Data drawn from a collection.
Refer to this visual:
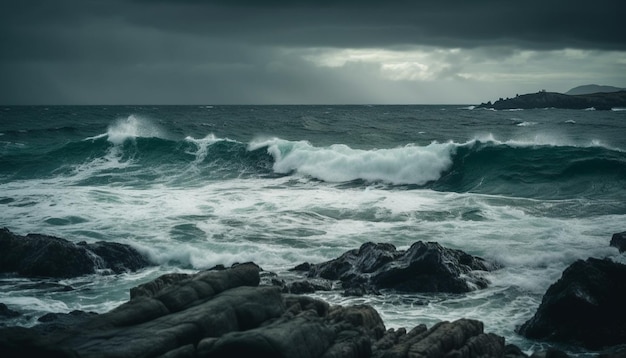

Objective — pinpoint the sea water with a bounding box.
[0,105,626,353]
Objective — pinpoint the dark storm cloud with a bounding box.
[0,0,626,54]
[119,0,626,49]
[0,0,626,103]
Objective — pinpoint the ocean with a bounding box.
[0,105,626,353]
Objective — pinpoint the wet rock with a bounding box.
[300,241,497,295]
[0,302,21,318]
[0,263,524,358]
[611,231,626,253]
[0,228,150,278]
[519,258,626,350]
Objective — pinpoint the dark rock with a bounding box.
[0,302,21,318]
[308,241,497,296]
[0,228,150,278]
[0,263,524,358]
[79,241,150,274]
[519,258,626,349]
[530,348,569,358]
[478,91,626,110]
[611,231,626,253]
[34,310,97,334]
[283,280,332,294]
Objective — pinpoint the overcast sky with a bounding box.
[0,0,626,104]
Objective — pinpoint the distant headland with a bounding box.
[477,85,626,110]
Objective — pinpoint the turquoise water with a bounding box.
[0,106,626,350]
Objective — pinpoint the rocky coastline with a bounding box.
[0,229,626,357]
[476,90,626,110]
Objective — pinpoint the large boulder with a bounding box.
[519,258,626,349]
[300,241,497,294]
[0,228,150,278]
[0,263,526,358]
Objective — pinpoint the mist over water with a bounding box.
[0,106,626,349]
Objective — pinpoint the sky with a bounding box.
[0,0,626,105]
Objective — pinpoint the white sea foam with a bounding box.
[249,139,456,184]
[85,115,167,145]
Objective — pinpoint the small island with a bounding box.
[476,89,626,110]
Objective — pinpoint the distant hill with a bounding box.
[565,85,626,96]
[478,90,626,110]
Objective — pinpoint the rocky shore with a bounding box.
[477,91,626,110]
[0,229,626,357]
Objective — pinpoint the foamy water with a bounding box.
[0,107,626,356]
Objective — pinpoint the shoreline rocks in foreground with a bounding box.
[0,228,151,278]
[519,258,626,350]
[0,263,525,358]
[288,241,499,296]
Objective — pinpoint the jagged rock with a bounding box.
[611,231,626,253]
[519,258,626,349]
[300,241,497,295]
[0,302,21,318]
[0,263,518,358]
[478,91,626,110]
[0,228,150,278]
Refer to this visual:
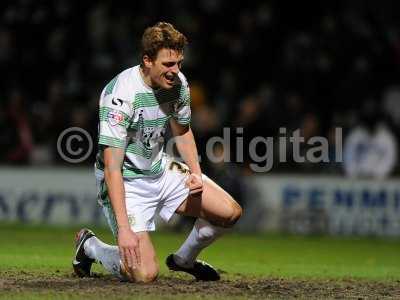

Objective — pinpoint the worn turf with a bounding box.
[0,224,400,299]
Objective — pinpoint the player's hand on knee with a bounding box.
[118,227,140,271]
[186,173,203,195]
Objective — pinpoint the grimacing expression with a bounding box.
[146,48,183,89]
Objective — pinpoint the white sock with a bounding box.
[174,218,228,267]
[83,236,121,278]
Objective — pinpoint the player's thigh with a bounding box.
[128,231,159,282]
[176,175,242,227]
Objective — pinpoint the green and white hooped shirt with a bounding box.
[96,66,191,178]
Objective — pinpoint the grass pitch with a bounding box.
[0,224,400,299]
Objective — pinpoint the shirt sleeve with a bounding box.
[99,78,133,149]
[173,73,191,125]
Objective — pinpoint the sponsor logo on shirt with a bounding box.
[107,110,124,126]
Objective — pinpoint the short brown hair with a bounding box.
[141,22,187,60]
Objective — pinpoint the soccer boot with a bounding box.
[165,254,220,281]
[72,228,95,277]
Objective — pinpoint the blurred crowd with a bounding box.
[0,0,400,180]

TO BE DONE. Please copy out the records word for word, from the line with "Objective — pinpoint the sponsor" through the end of the records, including that first line.

RESULT OF THE TASK.
Objective — pinpoint the sponsor logo on shirt with a bounding box.
[107,110,124,126]
Objective — pinpoint the short brown hair with a bounding box.
[141,22,187,60]
Objective — pinpoint the soccer boot with a bounding box.
[165,254,220,281]
[72,228,95,277]
Objective — pinpoint the blurred crowd with a bounding box.
[0,0,400,180]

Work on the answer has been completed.